- PROBLEM STATEMENT: The line containing "71, row 66." and every line after it, through the last, are to be extracted exactly; no other lines belong in the answer.

- MATERIAL FOR THE TASK:
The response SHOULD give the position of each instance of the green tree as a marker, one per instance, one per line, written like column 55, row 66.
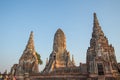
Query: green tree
column 39, row 58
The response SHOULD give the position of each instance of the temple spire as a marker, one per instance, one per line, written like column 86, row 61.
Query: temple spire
column 96, row 23
column 97, row 31
column 30, row 44
column 59, row 41
column 73, row 61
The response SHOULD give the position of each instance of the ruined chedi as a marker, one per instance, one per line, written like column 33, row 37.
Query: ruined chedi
column 59, row 57
column 28, row 62
column 101, row 58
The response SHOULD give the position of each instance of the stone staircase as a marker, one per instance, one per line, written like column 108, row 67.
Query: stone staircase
column 101, row 77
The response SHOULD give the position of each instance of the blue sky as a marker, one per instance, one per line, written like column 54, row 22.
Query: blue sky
column 75, row 17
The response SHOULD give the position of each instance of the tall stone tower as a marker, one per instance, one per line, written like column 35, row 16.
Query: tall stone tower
column 101, row 58
column 59, row 57
column 28, row 62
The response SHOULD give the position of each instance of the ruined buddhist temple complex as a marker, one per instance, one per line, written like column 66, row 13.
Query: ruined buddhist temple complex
column 101, row 63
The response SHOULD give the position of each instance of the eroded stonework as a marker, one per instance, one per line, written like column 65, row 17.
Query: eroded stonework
column 59, row 57
column 101, row 59
column 28, row 62
column 101, row 63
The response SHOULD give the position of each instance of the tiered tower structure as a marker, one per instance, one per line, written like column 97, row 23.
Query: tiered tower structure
column 28, row 62
column 59, row 57
column 101, row 59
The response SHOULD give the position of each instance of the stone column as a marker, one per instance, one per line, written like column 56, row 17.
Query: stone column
column 26, row 76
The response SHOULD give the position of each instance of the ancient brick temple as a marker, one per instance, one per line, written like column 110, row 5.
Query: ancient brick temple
column 101, row 63
column 28, row 62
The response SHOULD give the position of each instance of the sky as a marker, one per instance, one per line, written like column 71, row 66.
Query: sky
column 75, row 17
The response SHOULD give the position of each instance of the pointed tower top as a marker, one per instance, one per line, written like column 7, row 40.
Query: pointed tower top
column 73, row 61
column 30, row 44
column 59, row 40
column 96, row 23
column 59, row 31
column 97, row 31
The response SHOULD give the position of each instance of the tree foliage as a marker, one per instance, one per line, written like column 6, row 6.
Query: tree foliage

- ANSWER TO THIS EXERCISE:
The response SHOULD give the position of each instance of the sky as a marker, one per instance, one per line, written like column 71, row 66.
Query: sky
column 75, row 17
The response SHOULD give the position of each instance of the pointed tower top as a marker, one per instance, one per line, written like column 7, row 40.
Query: pointed tower top
column 73, row 61
column 30, row 44
column 59, row 40
column 96, row 23
column 59, row 31
column 97, row 31
The response SHOULD give the position of each instance of the tree foliage as a marker, one per instance, one per line, written like column 6, row 6.
Query: tree foliage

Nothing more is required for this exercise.